• Texto para leitura:
┌──

Não se pode cair na ideia paradoxal de Lampedusa (no Il Gattopardo) de que tudo deve mudar para que tudo fique na mesma. Como já sublinhado no preâmbulo desta reflexão, este tempo pode e deve servir, acima de tudo, para, mais do que “apenas” reagir a um fenómeno conjuntural que tem obviamente um impacto negativo muito relevante, repensar a Cultura em geral e as suas sectorialidades específicas, o papel do Estado, a sua relação com o universo artístico, a articulação com os contextos educativos e os municípios, a produção legislativa sobre espaços performativos, os públicos. Essa abordagem não se pode furtar assim à resolução de algumas problemáticas ligadas aos alicerces do universo artístico e cultural, as quais vão para lá da justa (e tímida?) meta do 1% do Orçamento Geral do Estado para a Cultura. Nesta medida, o tópico do estatuto socioprofissional dos artistas e dos demais profissionais das artes do espectáculo e do audiovisual revela-se absolutamente nuclear não só para regular, estabilizar e fortalecer o sector, como para criar mecanismos e instrumentos que permitam reagir com maior coerência, equidade, adequação, robustez e eficácia inclusive a conjunturas como a actual. Voltarei mais adiante a este ponto.

As respostas começaram, entretanto, a surgir: a Fundação Calouste Gulbenkian, por exemplo, criou um fundo de emergência de 5 milhões de euros para combater o efeito nocivo da covid-19 em cinco frentes: Saúde, Ciência, Sociedade Civil, Educação e Cultura. Nesta última serão apoiados artistas ou entidades de produção artística que viram os seus projectos cancelados, contribuindo assim para o apoio às suas despesas de subsistência.

Paralelamente, está prevista a manutenção e flexibilização dos apoios à criação já concedidos ou em processo de aprovação, permitindo a sua redefinição e recalendarização de modo a garantir a permanência das estruturas de produção afectadas. Vários responsáveis autárquicos a nível nacional também já vieram a público mostrar a sua disponibilidade para apoiar o sector artístico. A própria GDA - Gestão dos Direitos de Autor comunicou que vai antecipar a distribuição de direitos do Audiovisual e de Fonogramas relativos ao ano de 2018, bem como os apoios à edição de obras discográficas.

A tutela, por seu lado, veio anunciar, em boa hora, a adopção de medidas extraordinárias de apoio às Artes sob o mote “Juntos vamos criar Futuro na Cultura”. O Governo tem já disponível uma linha de apoio de emergência orçada em 1 milhão de euros — financiada pelo Fundo de Fomento Cultural — a pensar prioritariamente nos artistas e entidades culturais (ao nível das artes performativas e visuais, e dos cruzamentos disciplinares) que estão “em situação de vulnerabilidade” e que não recebem qualquer apoio financeiro. A este suporte estatal também poderão concorrer as estruturas artísticas consideradas elegíveis e que ficaram de fora dos últimos concursos da DGArtes. Os apoios e compromissos assumidos por esta última entidade com os artistas e companhias que foram seleccionados nos referidos concursos serão igualmente cumpridos, garantiu já a ministra.

└──

• Verifique a compreensão:
A - Segundo o texto sobre o apoio à Cultura, por que razão o estatuto socioprofissional dos artistas e dos demais profissionais das artes do espetáculo e do audiovisual é considerado absolutamente nuclear? Responda com uma a três frases.
B - Responda às perguntas seguintes com base no texto sobre o apoio à Cultura.
(i) De quanto é o fundo de emergência criado pela Fundação Calouste Gulbenkian?
(ii) A que ano se referem os direitos do Audiovisual e de Fonogramas cuja distribuição a GDA vai antecipar?
(iii) Que fundo financia a linha de apoio de emergência do Governo?
C - Prossiga o texto sobre o apoio à Cultura a partir da última frase apresentada.
Os itens constituem material independente do texto sobre o apoio à Cultura.

• Excertos de dados:
┌──

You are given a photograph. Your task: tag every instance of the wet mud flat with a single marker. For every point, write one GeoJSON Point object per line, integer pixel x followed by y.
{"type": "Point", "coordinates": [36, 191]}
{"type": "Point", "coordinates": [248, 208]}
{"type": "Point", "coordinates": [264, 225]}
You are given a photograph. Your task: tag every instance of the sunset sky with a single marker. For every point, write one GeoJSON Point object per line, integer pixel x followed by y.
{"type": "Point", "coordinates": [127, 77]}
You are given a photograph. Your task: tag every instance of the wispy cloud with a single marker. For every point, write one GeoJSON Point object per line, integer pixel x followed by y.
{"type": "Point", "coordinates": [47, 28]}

└──

• Respostas do exercício:
A - Esse estatuto permite regular, estabilizar e fortalecer o setor. Permite também criar mecanismos e instrumentos para reagir com maior coerência, equidade, adequação, robustez e eficácia, inclusive a conjunturas como a atual.

B -
(i) 5 milhões de euros.
(ii) Ao ano de 2018.
(iii) O Fundo de Fomento Cultural.

C -
Outra intervenção positiva do Estado nesta fase consistiu em salvaguardar a relevante questão do rol imenso de espectáculos cancelados desde finais de Fevereiro e que irá decerto aumentar até ao Verão. Assim, e depois de auscultar o sector, foi publicado o Decreto-Lei n.º10/2020, de 26 de Março, estabelecendo medidas excepcionais e temporárias de resposta à pandemia, com especial atenção para os espectáculos não realizados a partir de 28 de Fevereiro e até ao 90.º dia útil seguinte ao fim do estado de emergência. O diploma postula que todos os espectáculos anulados devam ser reagendados através de acordo entre as partes envolvidas e segundo as regras da boa-fé, devendo essa remarcação ocorrer no prazo máximo de um ano a contar da data inicialmente prevista para a realização dos mesmos. O decreto transmite ainda orientações sobre as questões das devoluções, reembolsos e comissões, bem como ao nível do pagamento de compromissos por parte das entidades públicas promotoras.

O meio artístico e cultural tem vindo a reagir quer saudando as medidas oficiais anunciadas pelo Governo, quer exigindo-lhe que vá mais além em vários pontos atendendo à gravidade e excepcionalidade da situação. É claro que, entre trocas de argumentos, continuam a notar-se resquícios de uma velha “tendência”: a Arte tende a ver o copo meio vazio ao passo que o Poder insiste em vê-lo meio cheio. É essencial, acima de tudo, que as decisões a tomar pela tutela não se confinem à dimensão do apoio financeiro e que persigam também objectivos qualitativos para o sector numa perspectiva que privilegie a visão a médio-longo prazo e não apenas o imediato. Em síntese: que a urgência da resposta estatal a dar às crescentes e múltiplas reivindicações — umas mais legítimas e fundamentadas do que outras, como acontece sempre nestes períodos de crise — dos agentes culturais não esqueça a necessidade de preservar um pensamento crítico e um rumo estratégico, com os olhos postos no futuro, face a este tempo de mudança.

Ainda no que concerne ao apoio governamental — e na linha, aliás, do que a Associação Portuguesa de Promotores de Espectáculos, Festivais e Eventos tem defendido — será importante prever, com a necessária regulamentação, a atribuição de linhas de crédito e/ou micro-crédito às empresas do sector cultural (com condições especiais e planos de pagamento posteriores, de modo faseado), bem como um eventual adiamento ou maior faseamento do pagamento das diversas obrigações fiscais, de modo a dar um urgente balão de oxigénio a um universo muito significativo de estruturas profissionais e agentes culturais em nome individual.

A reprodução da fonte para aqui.